begin Passage

Swerving careers and stepping off the ladder.

As accounting jobs go, it doesn't get much better. CFO of a big bank, working with a respected chief executive, in an organisation you love. But when Steve McKerihan, the CFO of St George Bank, saw a job advertised in his local church newsletter last year he thought: "This could be what I'm really meant to do." In July, McKerihan left St George after a 30-year career in banking to work for the Anglican Church as chief executive of the Sydney Diocesan Secretariat. The numbers are a lot smaller: a balance sheet measured in the hundreds of millions, instead of $100 billion; 90 staff rather than 200 (out of St George's 8500); and a pay packet that has shrunk by two-thirds. Yet McKerihan, in an interview one month into his new role, says he feels better prepared than he did for his only other job switch, when he left the Commonwealth Bank to join St George 22 years ago. "I don't feel I'm taking a step backwards," he says. "The operations are on a different scale, but I'm still working with very professional people."

McKerihan's move - like those of other career swervers we interviewed - is not about a sea change, downshifting or semi-retirement. Nor is it about chasing the big bucks. Mostly, radical career changes mean less pay and fewer perks, as well as a courageous plunge from the familiar to the unknown. For McKerihan, 51 and a committed Christian, it was about following God's calling to do a particular job. "I was not operating to a game plan, it was more that this role found me," he says.

A game plan was to the fore for Brendon Hulcombe when he made his career switch from music to real estate. Hulcombe, now the 33-year-old chief executive of property advisory group Herron Todd White, was desperate to move from Sydney back to his hometown of Brisbane. That meant two things: Leaving a job he loved - manager of the Australian Chamber Orchestra (ACO) - and finding a whole new career. The ambitious Hulcombe wanted to be "at the pointy end of something". In Queensland, that meant sport, tourism or property.

Hulcombe joined HTW as a lowly business manager in 2003 and became chief executive two years later. "It wasn't a hard decision," he says of the career switch. "It was exciting. In a way it was very sad to leave the ACO, but I had given it a fair bit of my life." He's now in charge of 43 offices, 440 people and revenue of $45 million, on a salary that's more than double his orchestra pay. And he's reduced his nights away from his wife and two young children to about two a week, down from the 130-plus a year while touring with the orchestra.

Does he miss anything about his old career? "Being around people who want to be the best in the world - that's a pretty hard thing to top," Hulcombe admits. "I do feel comfortable with the career change, but I feel extremely proud of my path to get here. It's not as if I feel I wasted my early years in the arts and I should have gone straight into business."

end Passage
begin Data

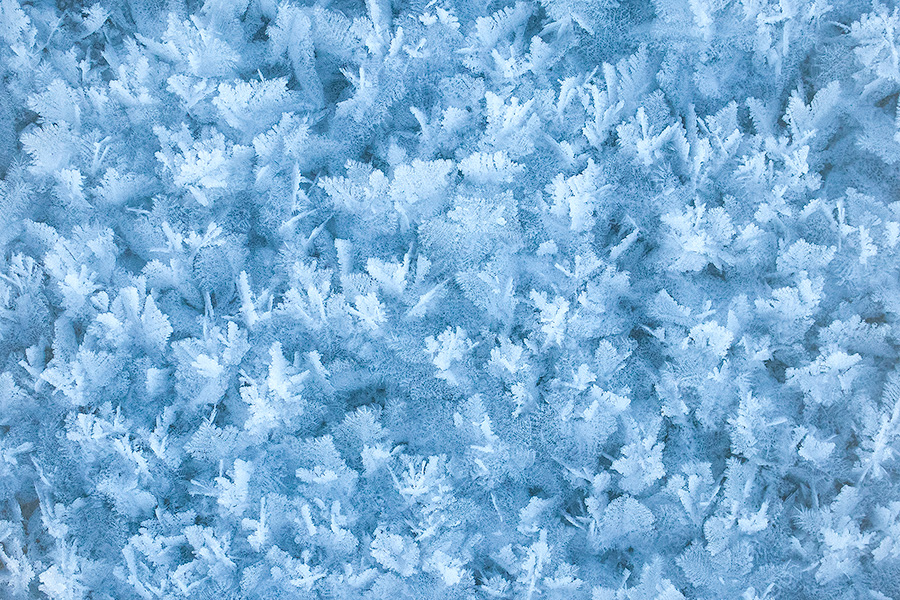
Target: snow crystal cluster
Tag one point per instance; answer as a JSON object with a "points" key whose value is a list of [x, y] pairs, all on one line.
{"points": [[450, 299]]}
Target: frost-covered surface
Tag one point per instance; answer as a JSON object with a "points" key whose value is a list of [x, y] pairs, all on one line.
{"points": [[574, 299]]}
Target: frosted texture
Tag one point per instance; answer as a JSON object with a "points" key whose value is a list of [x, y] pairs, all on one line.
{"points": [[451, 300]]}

end Data

_Requests_
1/ In the career-change article, what role did Steve McKerihan take on after leaving St George?
2/ Please copy the career-change article word for word, starting at the words "A game plan was" and stopping after "tourism or property.".
The listing has no connection to the career-change article.

_Answer set_
1/ He became chief executive of the Sydney Diocesan Secretariat for the Anglican Church.

2/
A game plan was to the fore for Brendon Hulcombe when he made his career switch from music to real estate. Hulcombe, now the 33-year-old chief executive of property advisory group Herron Todd White, was desperate to move from Sydney back to his hometown of Brisbane. That meant two things: Leaving a job he loved - manager of the Australian Chamber Orchestra (ACO) - and finding a whole new career. The ambitious Hulcombe wanted to be "at the pointy end of something". In Queensland, that meant sport, tourism or property.